◆ Extracted entries

· · · ·

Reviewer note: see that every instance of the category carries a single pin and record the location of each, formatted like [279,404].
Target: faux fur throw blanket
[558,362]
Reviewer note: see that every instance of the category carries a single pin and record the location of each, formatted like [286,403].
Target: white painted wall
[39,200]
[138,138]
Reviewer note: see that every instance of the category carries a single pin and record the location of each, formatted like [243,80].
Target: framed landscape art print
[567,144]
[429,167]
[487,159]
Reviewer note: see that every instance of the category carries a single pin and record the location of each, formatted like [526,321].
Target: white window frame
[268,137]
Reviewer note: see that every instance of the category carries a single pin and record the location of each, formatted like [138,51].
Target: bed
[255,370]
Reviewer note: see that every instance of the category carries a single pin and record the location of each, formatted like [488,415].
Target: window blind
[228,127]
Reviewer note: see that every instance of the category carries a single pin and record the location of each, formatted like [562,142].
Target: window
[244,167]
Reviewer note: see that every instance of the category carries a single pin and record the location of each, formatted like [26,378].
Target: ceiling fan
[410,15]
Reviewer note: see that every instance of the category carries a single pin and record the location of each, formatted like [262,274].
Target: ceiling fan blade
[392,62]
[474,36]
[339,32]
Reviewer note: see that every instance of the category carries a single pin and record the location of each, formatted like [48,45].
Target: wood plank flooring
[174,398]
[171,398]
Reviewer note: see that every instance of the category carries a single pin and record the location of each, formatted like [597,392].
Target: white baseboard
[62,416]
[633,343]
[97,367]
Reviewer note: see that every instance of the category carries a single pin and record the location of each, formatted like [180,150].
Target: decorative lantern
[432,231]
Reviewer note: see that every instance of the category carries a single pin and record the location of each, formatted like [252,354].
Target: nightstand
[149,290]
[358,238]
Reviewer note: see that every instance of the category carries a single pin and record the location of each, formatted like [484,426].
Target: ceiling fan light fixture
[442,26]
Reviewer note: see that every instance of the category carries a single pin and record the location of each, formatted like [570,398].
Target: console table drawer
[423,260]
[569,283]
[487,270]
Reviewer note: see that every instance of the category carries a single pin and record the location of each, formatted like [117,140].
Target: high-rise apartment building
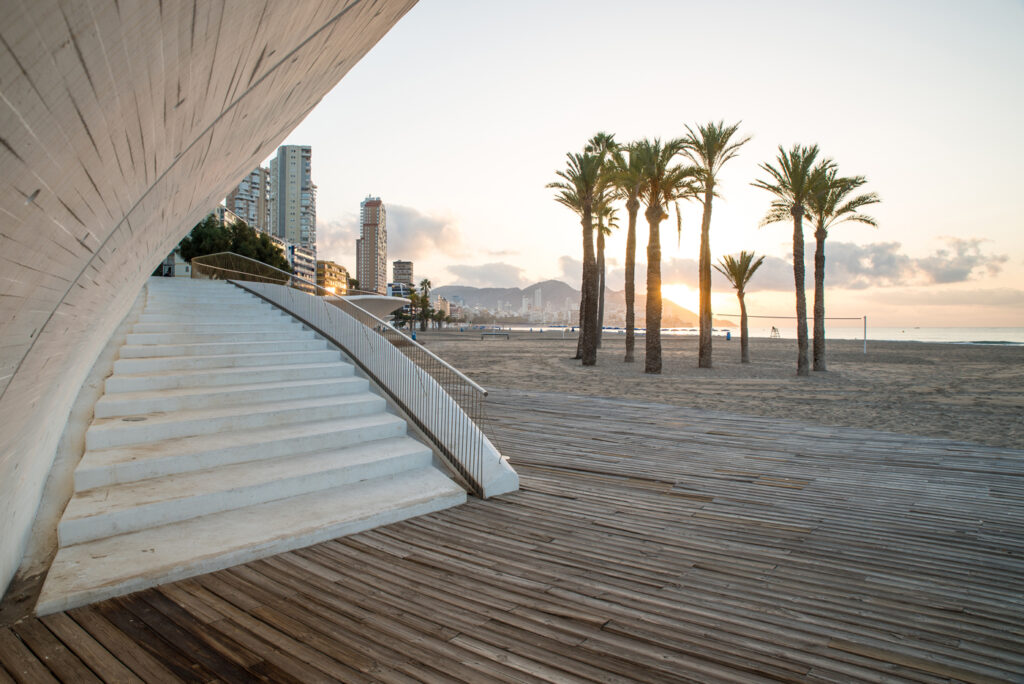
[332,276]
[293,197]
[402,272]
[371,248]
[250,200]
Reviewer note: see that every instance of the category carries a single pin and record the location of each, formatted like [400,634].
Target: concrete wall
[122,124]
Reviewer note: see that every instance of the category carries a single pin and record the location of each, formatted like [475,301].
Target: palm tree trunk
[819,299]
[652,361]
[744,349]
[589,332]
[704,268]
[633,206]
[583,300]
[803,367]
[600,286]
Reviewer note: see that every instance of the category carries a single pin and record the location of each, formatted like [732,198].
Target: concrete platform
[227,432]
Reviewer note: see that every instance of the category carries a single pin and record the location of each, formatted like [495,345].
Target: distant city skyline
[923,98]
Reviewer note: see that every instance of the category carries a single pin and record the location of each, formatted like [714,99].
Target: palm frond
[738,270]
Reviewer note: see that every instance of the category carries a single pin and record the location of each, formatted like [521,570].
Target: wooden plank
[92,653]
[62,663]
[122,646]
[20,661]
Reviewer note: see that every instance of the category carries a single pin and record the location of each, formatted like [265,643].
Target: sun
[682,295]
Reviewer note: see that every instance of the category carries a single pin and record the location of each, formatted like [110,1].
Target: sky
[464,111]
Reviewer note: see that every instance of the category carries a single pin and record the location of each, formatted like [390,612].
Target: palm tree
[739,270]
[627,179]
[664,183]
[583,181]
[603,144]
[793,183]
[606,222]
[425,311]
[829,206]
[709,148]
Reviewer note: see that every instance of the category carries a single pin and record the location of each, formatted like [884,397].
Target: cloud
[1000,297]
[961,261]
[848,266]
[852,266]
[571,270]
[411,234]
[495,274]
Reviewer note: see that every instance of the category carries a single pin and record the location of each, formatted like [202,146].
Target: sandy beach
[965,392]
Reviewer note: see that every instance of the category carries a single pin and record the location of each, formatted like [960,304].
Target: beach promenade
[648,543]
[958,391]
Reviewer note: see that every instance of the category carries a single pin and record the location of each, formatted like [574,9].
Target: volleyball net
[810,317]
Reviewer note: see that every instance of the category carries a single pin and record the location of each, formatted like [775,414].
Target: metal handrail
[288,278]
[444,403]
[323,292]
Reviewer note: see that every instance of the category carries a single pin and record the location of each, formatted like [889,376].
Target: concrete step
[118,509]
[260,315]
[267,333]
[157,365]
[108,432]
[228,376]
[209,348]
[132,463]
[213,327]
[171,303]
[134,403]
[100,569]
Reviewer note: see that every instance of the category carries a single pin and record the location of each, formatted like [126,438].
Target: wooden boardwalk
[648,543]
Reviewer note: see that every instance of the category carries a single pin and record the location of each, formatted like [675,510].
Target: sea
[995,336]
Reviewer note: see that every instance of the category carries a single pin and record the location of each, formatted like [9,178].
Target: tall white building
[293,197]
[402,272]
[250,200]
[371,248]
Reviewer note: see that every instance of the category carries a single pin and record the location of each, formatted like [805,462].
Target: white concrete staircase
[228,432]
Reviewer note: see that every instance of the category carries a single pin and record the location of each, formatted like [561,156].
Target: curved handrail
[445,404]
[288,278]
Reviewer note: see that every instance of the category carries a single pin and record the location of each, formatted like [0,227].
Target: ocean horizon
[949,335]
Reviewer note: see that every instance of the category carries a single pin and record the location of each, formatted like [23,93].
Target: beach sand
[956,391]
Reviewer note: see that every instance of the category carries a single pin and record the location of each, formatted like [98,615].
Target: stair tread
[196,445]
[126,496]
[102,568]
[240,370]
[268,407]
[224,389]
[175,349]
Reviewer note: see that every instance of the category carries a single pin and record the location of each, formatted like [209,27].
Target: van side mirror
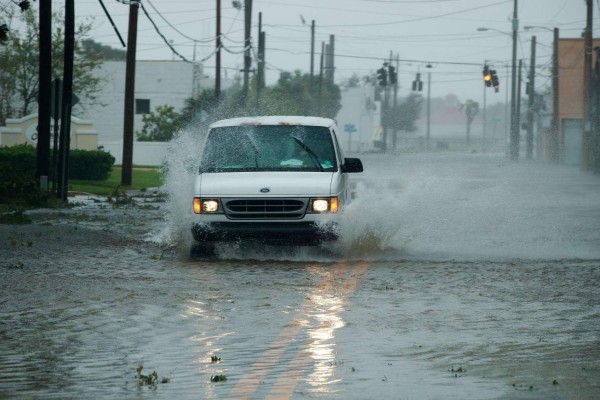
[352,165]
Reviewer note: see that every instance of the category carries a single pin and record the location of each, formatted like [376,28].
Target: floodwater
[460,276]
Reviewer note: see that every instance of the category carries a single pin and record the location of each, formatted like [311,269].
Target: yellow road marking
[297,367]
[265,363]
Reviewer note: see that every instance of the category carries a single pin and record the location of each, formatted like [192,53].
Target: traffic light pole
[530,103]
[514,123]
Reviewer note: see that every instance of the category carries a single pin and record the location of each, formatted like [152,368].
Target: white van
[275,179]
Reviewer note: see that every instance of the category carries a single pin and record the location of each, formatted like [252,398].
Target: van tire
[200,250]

· · · ·

◆ Goal
Put all of these records into a two-column CSV with the headers text and answer, one row per record. Quote each field, turn line breaks into spaces, and leave the pictures out.

◆ Solution for this problem
text,answer
"Reviewer note: see that every instance of the category carries a single pin and record the location of each, formatted like [279,404]. Target: faux fur throw blanket","[558,362]"
"Reviewer note: see that every instance of the category carries a single pin and record the location of each, formatted like [286,403]. Target: white painted wall","[39,200] [138,138]"
"Reviewer note: see that every instance of the category carries a single pin and record the location of each, formatted like [243,80]. Target: framed landscape art print","[567,144] [429,167] [487,159]"
"Reviewer note: see that every instance of the category carries a single pin and record the location of each, formatted like [526,321]. Target: white window frame","[268,137]"
"Reviewer note: see that every instance of the category carries a single pin and record the location of each, formatted like [138,51]. Target: bed","[255,370]"
"Reviewer note: see that every instance of the category carries a single pin and record the location of each, formatted like [488,415]. Target: window blind","[228,127]"
"Reviewer note: see that every instance of the category carries a single pin and record the location of each, formatted like [562,142]. Target: window","[244,167]"
"Reviewer note: see that every instance of the category carries a single pin and record the location of each, formatted like [26,378]. Target: ceiling fan","[410,15]"
"Reviewer note: see that every instance of the category carries a single pin and record the location of each, formatted like [262,274]. Target: ceiling fan blade","[392,62] [474,36] [339,32]"
"Reviewer note: see that every instance of the category carries a single pin and record the location of each, formatted like [48,45]. Target: wood plank flooring","[174,398] [171,398]"
"Reviewer note: see that every instance of the category carries a single pin and record the location of each, formatted like [597,392]. Target: white baseboard","[62,416] [633,343] [97,367]"
"Reviewer note: see that every instance of the category carries a single pin and record the location of each, formatted like [180,150]. Target: decorative lantern","[432,231]"
"Reviewer note: see that every instance of the category carries a single pin and record the location of each, formatted like [252,354]. Target: nightstand","[149,290] [358,238]"
"Reviewer note: see that every instance of the category carries a single pin and record the location of each, formatted like [484,426]. Target: ceiling fan light fixture","[442,26]"
"Reviewer note: see that every instance of the category carries a single pin and record the location of each, formatted like [570,398]. Target: console table drawer","[423,260] [569,283] [487,270]"
"Reviewer note: see that every instance of the category carries a single pin and record the location of each, formatted like [117,140]. Target: high-rise apartment building","[332,276] [293,197] [402,272] [371,248] [250,200]"
"Reviewer note: see that every instance of the category carries a single pin and record the location of each, formatted like [400,634]. Target: concrete wall","[122,124]"
"Reviewer note: see that every instance of the category carries a single pin and record the location of each, formatted like [475,301]. Target: palm tree trunk","[819,299] [652,361] [744,349] [589,332] [704,268] [633,206] [583,300] [803,367] [600,286]"
"Reviewer note: see that every instance of the category carries a single pin and record the location of each, formatted like [732,198]. Target: concrete platform","[227,432]"
"Reviewer note: see that every instance of the category carries a single pin and record the location of each, formatted like [495,345]. Target: distant city skyline","[923,98]"
"Reviewer note: see that every instance of the category carries a single pin and record the location of each, formatted like [714,99]. Target: palm frond","[738,270]"
"Reviewer note: see that every instance of the category carries a single pin and record the location of each, formatted like [521,570]. Target: wooden plank","[92,653] [62,663] [122,646] [20,661]"
"Reviewer note: see that every instance of the category carries a single pin and record the location of each, formatted like [265,643]. Target: sun","[682,295]"
"Reviewer note: see that every instance of the category carries a single pin and record the location of each, formatted like [110,1]. Target: sky","[464,111]"
"Reviewer note: see that every instance of the category carries a single pin and record the location of each, formatted like [390,612]. Target: palm tree","[739,270] [627,179] [664,183] [583,181] [603,144] [793,183] [606,222] [425,311] [829,206] [709,148]"
"Reviewer note: see that every instance of the category carries a single pin and record the location of each, formatted like [884,397]. Target: cloud","[1000,297] [961,261] [848,266] [852,266] [571,270] [411,234] [495,274]"
"Reviewer note: see that every instance of the category carries a single pin and record the location of each, formatted like [202,146]. Target: sandy beach","[965,392]"
"Reviewer note: see that every instance of the category carries a single pin and record the location of each, formatted like [960,304]. Target: beach promenade","[648,543] [958,391]"
"Reviewer note: see that every instance of the category carries a single pin and record the location of each, formatted like [574,9]. Target: volleyball net","[810,317]"
"Reviewer note: see that every instance of the category carries a single pin and record the location of each, formatted like [775,414]. Target: metal handrail","[288,278] [444,403] [323,292]"
"Reviewer note: see that every instance of the category carries a single pin and record the location of each, formatted like [889,376]. Target: concrete step","[118,509] [260,315] [267,333] [157,365] [108,432] [228,376] [209,348] [132,463] [213,327] [171,303] [134,403] [100,569]"
"Reviewer note: see that every instance of the category carries a single pin and record the location of each, formatted like [126,438]. Target: wooden boardwalk","[648,543]"
"Reviewer note: see that every instance of the category carries a single pin and record the location of each, formatted like [675,510]. Target: sea","[995,336]"
"Reviewer note: see that every instance of the category carries a single pin and record the location of each, formatted like [9,178]. Target: tall white building","[293,197] [402,272] [250,200] [371,248]"
"Reviewer note: see that every instance of the category carries a single pin and record the location of each, formatted like [805,462]. Target: white concrete staircase","[228,432]"
"Reviewer note: see that every instance of the category carries a single pin and record the location of each, formatted like [561,156]. Target: curved handrail","[445,404] [288,278]"
"Reviewer note: see that every instance of the category carries a single pin and record the location of each, formatted like [0,227]. Target: ocean horizon","[949,335]"
"Reviewer note: see that every instance of the category carries a single pin and record the location of each, formatted like [23,93]. Target: beach sand","[956,391]"
"Reviewer note: see that every instance of the category carries a single pin and record the location of each, formatted like [98,615]. Target: stair tread","[196,445] [126,496] [102,568] [240,370] [268,407] [224,389] [175,349]"
"Reviewer note: see that every instance of the category carries a single pin and record the location of each, formatted like [209,27]. Target: van side mirror","[352,165]"
"Reviewer note: see that every instance of the category carries a single pin and record the location of each, formatted like [376,28]. Target: floodwater","[460,276]"
"Reviewer note: see that every instance of the category carries a single pin and record the location of each, formatted like [311,269]. Target: yellow road marking","[297,367] [265,363]"
"Reviewer note: see that every instance of the category carries a single pin and record the location of each, formatted like [192,53]. Target: traffic light pole","[530,103] [514,123]"
"Reviewer note: see that every instance of the category carries a single pin and record the location of each, formatted like [152,368]. Target: white van","[275,179]"
"Reviewer note: see that every instance of the category carries a single pin and record the location of each, formatted like [252,398]. Target: van tire","[200,250]"